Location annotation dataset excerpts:
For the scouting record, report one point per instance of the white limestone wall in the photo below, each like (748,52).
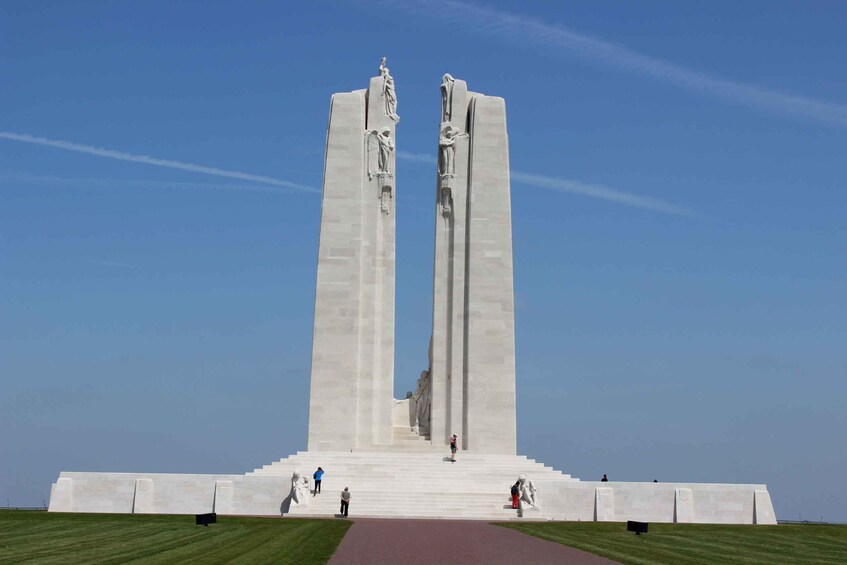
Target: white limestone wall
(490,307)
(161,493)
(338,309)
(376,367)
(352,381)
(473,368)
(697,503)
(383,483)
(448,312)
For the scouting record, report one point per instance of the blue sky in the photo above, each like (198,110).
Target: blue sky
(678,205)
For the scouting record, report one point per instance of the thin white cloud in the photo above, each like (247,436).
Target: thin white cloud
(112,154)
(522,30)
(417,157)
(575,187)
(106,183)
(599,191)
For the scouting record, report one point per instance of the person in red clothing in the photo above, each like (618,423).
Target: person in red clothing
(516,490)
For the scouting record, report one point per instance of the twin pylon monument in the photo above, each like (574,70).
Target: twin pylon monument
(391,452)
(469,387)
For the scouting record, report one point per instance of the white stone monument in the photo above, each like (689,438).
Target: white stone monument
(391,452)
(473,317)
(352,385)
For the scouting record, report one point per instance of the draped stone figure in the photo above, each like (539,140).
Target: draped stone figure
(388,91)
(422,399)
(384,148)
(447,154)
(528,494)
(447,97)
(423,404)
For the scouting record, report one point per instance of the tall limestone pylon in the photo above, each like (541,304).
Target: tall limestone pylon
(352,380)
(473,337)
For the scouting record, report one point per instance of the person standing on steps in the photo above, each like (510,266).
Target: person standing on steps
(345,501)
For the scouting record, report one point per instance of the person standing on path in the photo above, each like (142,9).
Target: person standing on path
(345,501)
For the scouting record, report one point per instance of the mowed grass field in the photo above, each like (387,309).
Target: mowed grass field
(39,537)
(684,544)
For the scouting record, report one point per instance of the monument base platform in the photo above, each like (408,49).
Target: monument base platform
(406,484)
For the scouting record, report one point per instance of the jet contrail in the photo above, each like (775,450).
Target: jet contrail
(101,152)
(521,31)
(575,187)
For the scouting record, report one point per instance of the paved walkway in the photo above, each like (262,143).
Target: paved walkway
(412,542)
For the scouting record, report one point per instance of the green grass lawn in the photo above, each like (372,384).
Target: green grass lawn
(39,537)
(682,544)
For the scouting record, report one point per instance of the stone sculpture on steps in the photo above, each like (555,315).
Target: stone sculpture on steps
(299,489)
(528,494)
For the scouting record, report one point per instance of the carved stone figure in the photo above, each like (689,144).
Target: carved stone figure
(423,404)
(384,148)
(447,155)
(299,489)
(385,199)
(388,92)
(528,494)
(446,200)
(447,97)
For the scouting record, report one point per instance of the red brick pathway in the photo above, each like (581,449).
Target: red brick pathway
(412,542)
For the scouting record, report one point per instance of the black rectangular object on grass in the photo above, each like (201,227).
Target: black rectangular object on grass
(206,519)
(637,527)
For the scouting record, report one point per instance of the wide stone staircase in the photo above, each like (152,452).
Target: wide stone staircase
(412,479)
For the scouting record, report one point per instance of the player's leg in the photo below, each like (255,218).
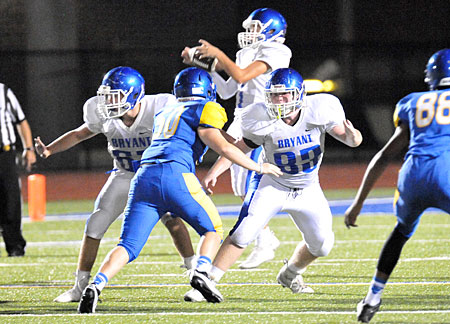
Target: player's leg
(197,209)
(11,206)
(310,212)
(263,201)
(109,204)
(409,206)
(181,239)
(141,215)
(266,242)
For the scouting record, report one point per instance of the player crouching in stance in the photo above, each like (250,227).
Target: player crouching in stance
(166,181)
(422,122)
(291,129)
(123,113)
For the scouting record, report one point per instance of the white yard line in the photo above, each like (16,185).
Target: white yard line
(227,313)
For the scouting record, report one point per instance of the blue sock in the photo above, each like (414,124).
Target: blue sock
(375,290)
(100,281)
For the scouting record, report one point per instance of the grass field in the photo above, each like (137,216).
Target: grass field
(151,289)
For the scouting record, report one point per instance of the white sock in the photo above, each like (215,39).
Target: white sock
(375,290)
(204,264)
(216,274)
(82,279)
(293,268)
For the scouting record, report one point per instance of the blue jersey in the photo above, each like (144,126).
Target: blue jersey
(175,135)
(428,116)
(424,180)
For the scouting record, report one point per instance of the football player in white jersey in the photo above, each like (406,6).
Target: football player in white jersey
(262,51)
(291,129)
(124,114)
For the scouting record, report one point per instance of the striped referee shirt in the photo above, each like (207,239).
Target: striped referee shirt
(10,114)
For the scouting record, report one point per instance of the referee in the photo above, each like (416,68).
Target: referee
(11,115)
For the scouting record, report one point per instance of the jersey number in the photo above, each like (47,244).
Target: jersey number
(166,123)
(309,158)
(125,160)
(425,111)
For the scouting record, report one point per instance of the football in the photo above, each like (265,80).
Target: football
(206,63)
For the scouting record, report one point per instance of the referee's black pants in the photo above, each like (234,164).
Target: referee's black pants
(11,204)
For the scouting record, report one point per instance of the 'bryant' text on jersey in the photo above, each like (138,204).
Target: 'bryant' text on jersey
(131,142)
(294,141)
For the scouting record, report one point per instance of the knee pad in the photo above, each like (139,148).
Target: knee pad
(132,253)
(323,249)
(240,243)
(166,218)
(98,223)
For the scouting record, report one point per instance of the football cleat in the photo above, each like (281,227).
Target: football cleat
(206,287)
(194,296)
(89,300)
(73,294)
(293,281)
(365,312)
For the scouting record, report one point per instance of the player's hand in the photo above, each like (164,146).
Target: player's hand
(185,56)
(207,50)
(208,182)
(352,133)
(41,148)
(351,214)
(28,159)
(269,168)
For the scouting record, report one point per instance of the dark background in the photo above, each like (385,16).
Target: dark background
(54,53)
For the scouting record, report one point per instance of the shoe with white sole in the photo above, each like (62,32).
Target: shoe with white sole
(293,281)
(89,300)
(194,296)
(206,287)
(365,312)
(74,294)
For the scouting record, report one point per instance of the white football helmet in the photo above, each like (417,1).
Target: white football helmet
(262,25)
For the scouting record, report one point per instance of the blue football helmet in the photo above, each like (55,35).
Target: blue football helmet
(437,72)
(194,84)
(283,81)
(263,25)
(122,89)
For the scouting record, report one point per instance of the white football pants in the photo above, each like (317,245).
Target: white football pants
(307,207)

**Short problem**
Please copy the items from the line containing "each like (417,1)." through the end of the items, inclusive, with their requests. Shift every number in the answer coordinates up by 55.

**Task solution**
For the scouting record, report one point per instance of the white football helmet in the photo above, each like (417,1).
Target: white football helmet
(317,80)
For the scouting record, report one point per instance of the blue football helmet in the photo above, each like (55,35).
Target: blue football helmet
(492,127)
(249,139)
(338,136)
(318,80)
(177,144)
For the scouting record, report one point per instance of the white football pants in the photo above, each like (317,245).
Target: white football pants
(362,262)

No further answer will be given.